#### Exercise set:
1) Set down the part of the passage on leanness and metabolism between "As an adaptation" and "to gain weight.", inclusive, with no changes.
2) Answer these questions from the passage on leanness and metabolism:
(a) What happens to LPL activity in a dieted-down lean person?
(b) What happens to a naturally lean individual's thermogenesis when they increase calories?
(c) For men, around what DEXA-measured bodyfat level is metabolism generally considered pretty optimal?

#### Reading passage:
---*---
The benefits of being lean should be obvious. The one major caveat to this, however, is that there’s a big difference in the metabolic functioning and partitioning between someone who’s naturally lean, and someone who’s dieted down to be lean. Not understanding this difference is a big mistake when making dietary recommendations and observations of metabolic function.
Lean people who’ve had to diet to get there often have worse metabolisms than someone who’s naturally lean, and in many cases will have a metabolism even worse than a fat person’s. That is, their bodies are functioning in a manner that makes them more susceptible to weight gain. A dieted-down lean individual won’t necessarily start piling fat back on without any excessive eating, but it’s more difficult for him or her to keep that lean body than someone who’s never had to diet to get lean.
As an adaptation to weight loss and dieting, a dieted-down lean person will have lower thyroid levels, lower HSL (which helps fat to release) activity, increased LPL (an enzyme which promotes fatty acid storage) activity,], a lower thermogenic response to increased calorie intake, and increased hyperinsulinemia. All these tend to either decrease energy expenditure, increase hunger, or make it easier to gain weight.
On the other hand, a naturally lean individual’s basal metabolic functions work in a way that makes it easy to stay lean: When they increase calories, their thermogenesis ramps up.
Weight Loss and Partitioning-
When losing weight, the same partitioning dichotomy between fat and lean people exits, except in reverse. Here, fat people have a big advantage. A fat person will lose more fat and less muscle than a lean person, and can get away with larger caloric deficits. They can get away with more extreme dietary measures without any ill effect.
That’s why a person trying to go from 40% to 30% bodyfat can lose fat and actually gain muscle slurping down an 800-calorie-a-day liquid diet with barely enough protein to satisfy a pigeon, while a person trying to go from 12% to 8% could never do that without losing a lot of muscle in the process.
Understanding this is important in determining your optimal off-season bodyfat percentage and maintaining dietary and exercise habits that allow your metabolic status to be optimized most of the time. If you get too lean (for you), not only do you easily put on fat, but you’re also hungry all the time, moody, and cold. Get too fat (for you), and you start to get lazy, and partitioning takes a nose dive.
You might temporarily drop under your optimal range for a competition, or go up a bit during the holiday season, when all those goodies and family gatherings are unavoidable, but the key is to maintain a healthy range most of the time. So what’s an optimal range? This point will vary from person to person and accurately identifying this point is the specific topic of a later installment in this series; but for men, metabolism is generally considered pretty optimal around a DEXA measured level of 10% bodyfat or around 20% for most women.
---*---
#### Supplied records:
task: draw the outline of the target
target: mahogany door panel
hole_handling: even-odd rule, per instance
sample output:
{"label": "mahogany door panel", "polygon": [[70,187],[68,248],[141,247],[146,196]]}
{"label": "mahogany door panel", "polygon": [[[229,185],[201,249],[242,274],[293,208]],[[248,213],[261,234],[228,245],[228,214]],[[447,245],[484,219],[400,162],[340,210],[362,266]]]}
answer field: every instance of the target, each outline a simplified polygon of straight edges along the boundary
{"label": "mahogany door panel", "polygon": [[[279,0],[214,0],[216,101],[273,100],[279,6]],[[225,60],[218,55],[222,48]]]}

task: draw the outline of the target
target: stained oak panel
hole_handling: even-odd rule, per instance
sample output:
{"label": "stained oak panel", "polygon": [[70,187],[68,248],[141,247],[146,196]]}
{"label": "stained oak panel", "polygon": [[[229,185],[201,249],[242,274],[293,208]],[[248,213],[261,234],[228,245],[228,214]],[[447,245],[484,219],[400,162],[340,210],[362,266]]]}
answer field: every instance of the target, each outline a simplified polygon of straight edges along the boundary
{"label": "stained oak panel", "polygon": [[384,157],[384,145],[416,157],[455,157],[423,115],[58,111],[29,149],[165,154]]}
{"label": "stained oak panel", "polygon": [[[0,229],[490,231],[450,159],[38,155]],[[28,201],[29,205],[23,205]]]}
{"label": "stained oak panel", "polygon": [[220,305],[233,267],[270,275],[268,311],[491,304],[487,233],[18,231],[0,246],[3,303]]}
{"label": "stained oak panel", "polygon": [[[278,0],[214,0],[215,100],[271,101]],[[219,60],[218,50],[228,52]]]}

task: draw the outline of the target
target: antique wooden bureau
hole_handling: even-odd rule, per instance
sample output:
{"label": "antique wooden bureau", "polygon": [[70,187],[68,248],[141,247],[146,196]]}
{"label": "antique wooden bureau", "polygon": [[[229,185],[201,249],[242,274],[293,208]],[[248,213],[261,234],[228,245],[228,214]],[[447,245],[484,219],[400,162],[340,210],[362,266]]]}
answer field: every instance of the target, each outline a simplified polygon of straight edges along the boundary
---*---
#### Problem solutions:
1)
As an adaptation to weight loss and dieting, a dieted-down lean person will have lower thyroid levels, lower HSL (which helps fat to release) activity, increased LPL (an enzyme which promotes fatty acid storage) activity,], a lower thermogenic response to increased calorie intake, and increased hyperinsulinemia. All these tend to either decrease energy expenditure, increase hunger, or make it easier to gain weight.

2)
(a) It increases.
(b) It ramps up.
(c) Around 10% bodyfat.